- _Task to complete_:
Reproduce verbatim the lines of the listing from the line containing "slab? Give me the box." to the line containing "single-family house? Give me the box.", both included, and nothing else.
--- START Stored data ---
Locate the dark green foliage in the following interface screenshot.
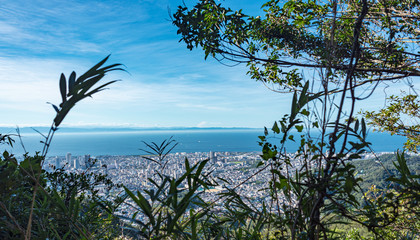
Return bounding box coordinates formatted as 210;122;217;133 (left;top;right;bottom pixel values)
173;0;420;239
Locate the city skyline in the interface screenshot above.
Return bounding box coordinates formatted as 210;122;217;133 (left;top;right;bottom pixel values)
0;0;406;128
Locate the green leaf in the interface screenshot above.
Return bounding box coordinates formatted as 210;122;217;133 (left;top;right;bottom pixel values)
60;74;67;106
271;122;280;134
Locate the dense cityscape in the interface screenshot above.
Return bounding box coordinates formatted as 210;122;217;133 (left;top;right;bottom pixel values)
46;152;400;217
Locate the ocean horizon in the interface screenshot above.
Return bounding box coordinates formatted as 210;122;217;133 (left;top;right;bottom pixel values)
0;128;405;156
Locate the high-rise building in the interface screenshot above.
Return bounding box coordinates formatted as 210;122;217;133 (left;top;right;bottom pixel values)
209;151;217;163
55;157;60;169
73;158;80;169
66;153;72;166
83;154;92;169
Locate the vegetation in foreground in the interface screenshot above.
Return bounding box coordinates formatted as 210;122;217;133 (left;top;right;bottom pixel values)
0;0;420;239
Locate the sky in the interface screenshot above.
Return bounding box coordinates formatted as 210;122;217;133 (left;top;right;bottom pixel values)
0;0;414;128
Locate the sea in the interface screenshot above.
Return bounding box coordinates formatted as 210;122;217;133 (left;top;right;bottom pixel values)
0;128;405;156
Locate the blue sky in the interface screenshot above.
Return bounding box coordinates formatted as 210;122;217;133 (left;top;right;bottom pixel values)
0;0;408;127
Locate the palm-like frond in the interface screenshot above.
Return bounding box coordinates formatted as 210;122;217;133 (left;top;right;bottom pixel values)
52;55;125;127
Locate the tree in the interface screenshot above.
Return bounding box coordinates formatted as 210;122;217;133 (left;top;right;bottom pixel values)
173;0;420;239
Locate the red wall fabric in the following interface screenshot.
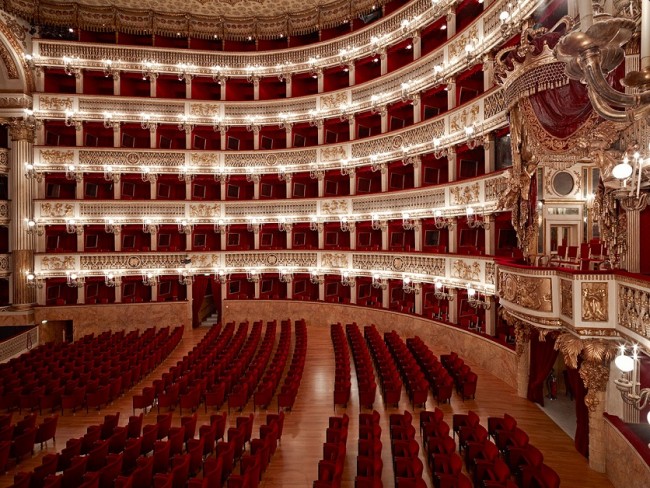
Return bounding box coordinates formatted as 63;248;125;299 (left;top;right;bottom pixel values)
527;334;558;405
--- END Stored data ---
--- START Stored data ---
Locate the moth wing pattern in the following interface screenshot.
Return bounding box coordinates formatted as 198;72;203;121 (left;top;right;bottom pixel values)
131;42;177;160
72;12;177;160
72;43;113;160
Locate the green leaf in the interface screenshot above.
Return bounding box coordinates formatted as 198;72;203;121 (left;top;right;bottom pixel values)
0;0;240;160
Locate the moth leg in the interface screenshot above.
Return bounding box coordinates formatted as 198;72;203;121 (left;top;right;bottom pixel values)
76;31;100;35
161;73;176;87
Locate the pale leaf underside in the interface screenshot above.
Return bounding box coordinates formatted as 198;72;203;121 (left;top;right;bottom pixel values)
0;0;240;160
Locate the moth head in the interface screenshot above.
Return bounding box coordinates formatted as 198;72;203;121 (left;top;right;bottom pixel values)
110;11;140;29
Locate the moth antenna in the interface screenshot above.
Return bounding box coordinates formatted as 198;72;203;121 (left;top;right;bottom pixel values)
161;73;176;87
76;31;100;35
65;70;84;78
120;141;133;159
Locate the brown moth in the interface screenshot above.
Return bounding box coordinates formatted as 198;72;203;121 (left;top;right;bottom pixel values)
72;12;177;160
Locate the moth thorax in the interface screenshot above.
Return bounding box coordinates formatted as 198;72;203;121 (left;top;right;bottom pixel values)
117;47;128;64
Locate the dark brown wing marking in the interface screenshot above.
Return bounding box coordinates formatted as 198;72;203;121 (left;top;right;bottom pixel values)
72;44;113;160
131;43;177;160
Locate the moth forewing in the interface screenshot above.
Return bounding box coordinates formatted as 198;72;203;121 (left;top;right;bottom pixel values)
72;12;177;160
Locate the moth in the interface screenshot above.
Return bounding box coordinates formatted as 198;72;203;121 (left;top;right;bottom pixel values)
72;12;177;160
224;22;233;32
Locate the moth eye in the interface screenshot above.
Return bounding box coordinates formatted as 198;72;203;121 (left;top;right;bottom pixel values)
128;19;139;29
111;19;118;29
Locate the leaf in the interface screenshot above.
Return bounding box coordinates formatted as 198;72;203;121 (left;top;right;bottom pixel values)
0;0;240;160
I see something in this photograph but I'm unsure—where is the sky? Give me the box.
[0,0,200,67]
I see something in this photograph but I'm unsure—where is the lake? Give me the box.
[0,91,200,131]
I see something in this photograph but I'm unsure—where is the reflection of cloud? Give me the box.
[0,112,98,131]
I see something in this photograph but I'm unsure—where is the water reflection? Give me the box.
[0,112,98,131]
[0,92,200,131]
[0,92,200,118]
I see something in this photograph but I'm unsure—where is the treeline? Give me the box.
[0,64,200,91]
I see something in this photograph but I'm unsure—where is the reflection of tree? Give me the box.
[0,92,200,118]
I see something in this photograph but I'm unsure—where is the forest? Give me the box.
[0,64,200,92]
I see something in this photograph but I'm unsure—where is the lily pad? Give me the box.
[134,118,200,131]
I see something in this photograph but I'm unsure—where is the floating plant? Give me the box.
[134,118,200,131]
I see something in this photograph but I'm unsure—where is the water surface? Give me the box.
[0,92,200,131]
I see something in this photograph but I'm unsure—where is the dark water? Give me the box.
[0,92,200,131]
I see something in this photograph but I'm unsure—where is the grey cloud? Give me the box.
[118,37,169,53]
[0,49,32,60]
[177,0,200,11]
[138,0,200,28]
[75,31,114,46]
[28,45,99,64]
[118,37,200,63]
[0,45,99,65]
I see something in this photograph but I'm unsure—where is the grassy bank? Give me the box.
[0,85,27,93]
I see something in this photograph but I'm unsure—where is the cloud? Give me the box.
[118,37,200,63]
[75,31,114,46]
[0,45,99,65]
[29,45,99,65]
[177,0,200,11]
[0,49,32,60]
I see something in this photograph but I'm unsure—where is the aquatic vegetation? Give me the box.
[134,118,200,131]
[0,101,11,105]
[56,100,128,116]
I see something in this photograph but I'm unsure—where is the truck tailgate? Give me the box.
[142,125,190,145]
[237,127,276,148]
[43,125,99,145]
--- END Stored data ---
--- START Stored data ---
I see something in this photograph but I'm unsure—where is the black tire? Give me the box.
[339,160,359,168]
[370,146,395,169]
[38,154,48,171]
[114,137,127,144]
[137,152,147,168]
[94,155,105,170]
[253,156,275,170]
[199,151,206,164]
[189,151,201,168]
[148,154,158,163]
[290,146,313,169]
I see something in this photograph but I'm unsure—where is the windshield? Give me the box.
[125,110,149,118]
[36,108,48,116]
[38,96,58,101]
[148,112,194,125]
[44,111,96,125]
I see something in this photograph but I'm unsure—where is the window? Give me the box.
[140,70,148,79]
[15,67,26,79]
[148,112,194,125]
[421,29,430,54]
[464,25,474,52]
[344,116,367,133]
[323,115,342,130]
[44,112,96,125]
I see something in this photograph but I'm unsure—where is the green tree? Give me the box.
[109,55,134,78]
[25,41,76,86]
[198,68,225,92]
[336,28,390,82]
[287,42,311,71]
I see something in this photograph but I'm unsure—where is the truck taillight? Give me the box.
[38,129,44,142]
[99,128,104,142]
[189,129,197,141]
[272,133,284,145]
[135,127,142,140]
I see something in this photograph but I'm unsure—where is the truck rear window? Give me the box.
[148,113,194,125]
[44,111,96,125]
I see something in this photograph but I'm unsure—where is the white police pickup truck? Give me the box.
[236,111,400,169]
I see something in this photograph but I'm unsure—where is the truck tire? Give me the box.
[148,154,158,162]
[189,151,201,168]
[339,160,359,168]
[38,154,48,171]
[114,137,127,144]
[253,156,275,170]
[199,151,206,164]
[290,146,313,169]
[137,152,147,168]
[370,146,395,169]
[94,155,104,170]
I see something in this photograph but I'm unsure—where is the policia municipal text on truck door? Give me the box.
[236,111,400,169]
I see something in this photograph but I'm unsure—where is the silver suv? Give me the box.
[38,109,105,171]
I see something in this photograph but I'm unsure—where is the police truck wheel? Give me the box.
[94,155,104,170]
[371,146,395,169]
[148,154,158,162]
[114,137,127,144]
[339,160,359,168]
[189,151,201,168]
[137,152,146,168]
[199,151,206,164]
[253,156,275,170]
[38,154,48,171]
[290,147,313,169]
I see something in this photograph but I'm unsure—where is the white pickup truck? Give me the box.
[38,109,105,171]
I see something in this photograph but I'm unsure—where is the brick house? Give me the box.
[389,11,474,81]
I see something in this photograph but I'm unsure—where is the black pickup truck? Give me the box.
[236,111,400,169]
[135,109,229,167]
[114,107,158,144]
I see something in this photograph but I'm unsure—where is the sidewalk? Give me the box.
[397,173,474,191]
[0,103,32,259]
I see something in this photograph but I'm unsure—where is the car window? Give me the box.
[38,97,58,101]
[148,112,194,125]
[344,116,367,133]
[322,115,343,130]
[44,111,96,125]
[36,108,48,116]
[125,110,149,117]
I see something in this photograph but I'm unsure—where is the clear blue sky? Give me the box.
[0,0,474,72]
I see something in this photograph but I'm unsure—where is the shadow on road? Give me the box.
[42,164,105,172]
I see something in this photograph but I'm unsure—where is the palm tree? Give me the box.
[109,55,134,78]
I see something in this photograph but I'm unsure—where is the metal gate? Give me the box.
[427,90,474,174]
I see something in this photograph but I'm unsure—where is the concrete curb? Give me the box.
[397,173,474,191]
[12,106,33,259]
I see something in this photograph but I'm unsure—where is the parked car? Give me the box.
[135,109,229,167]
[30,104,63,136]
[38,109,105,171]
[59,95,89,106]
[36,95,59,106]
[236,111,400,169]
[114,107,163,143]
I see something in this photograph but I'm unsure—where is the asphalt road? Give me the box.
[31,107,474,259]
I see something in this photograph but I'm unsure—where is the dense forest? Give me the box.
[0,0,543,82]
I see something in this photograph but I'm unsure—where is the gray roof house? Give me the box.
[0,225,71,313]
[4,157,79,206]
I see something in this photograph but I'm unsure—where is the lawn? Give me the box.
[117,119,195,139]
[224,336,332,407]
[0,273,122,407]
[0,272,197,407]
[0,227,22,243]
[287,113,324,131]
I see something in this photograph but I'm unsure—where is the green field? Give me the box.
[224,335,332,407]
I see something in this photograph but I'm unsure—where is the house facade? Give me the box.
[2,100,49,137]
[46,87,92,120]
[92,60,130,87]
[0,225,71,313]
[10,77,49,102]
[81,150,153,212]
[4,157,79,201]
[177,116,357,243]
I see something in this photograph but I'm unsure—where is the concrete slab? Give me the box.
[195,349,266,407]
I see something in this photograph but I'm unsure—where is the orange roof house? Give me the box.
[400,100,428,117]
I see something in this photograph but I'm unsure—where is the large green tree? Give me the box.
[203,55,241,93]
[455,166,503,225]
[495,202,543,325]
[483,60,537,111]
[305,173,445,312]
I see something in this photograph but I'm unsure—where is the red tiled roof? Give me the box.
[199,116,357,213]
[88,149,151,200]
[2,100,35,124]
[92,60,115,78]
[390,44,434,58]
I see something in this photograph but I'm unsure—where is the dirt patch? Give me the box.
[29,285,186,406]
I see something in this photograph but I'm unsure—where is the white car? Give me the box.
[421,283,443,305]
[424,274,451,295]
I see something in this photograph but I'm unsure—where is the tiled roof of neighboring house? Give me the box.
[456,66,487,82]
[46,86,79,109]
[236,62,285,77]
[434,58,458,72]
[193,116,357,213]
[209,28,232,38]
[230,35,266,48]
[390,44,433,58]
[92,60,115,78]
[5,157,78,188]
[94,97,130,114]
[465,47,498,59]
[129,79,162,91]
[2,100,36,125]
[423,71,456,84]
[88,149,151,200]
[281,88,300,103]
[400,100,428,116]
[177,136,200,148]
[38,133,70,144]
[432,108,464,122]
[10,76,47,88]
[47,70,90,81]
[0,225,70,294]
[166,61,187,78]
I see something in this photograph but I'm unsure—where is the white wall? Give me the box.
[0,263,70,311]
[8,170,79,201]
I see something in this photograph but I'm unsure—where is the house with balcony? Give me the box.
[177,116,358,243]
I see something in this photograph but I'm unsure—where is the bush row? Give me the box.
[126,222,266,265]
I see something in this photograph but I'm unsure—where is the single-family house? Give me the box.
--- END Stored data ---
- _Answer to this exercise_:
I see something in this photograph but I'm unsure—where is the concrete slab? Give me the box.
[195,349,266,407]
I see something in this photograph but I'm unsure—where is the orange roof house? Give me the box.
[400,100,428,117]
I see something in this photograph but I'm unsure—where is the large green tree? Give me the box.
[203,55,241,93]
[455,166,503,225]
[495,202,543,325]
[483,60,537,111]
[305,173,445,312]
I see something in this photograph but I'm unsure—where is the red tiled roof? Give me the box.
[199,116,357,213]
[88,149,151,200]
[2,100,35,124]
[92,60,115,78]
[390,44,434,58]
I see something in this photograph but I'm unsure—where is the dirt patch? Give me the box.
[29,285,186,406]
I see something in this photograph but I'm unsure—where is the white car? Give me the box.
[421,283,443,305]
[424,274,451,295]
I see something in this photograph but I'm unsure—where is the tiled roof of neighboring house? Give me the box.
[456,66,487,82]
[46,86,79,109]
[236,62,285,77]
[434,58,458,72]
[193,116,357,213]
[209,28,232,38]
[230,35,266,48]
[390,44,433,58]
[92,60,115,78]
[5,157,78,188]
[94,97,130,114]
[465,47,498,59]
[129,79,162,91]
[2,100,36,125]
[423,71,456,84]
[88,149,151,200]
[281,88,300,103]
[400,100,428,116]
[177,136,200,148]
[38,133,70,144]
[432,108,464,122]
[10,76,47,88]
[47,70,90,81]
[0,225,70,294]
[166,61,187,78]
I see something in this photograph but I'm unsure—where is the white wall? Give me the box.
[0,263,70,311]
[8,170,79,201]
I see something in this photograph but I'm unsure—where is the house with balcony? Give me the box.
[177,116,358,243]
I see something in this photograph but I'm unsure—where is the bush row? Give me the box.
[126,222,266,265]
I see something in this photograph but I'm unsure—where is the single-family house? Give me the box.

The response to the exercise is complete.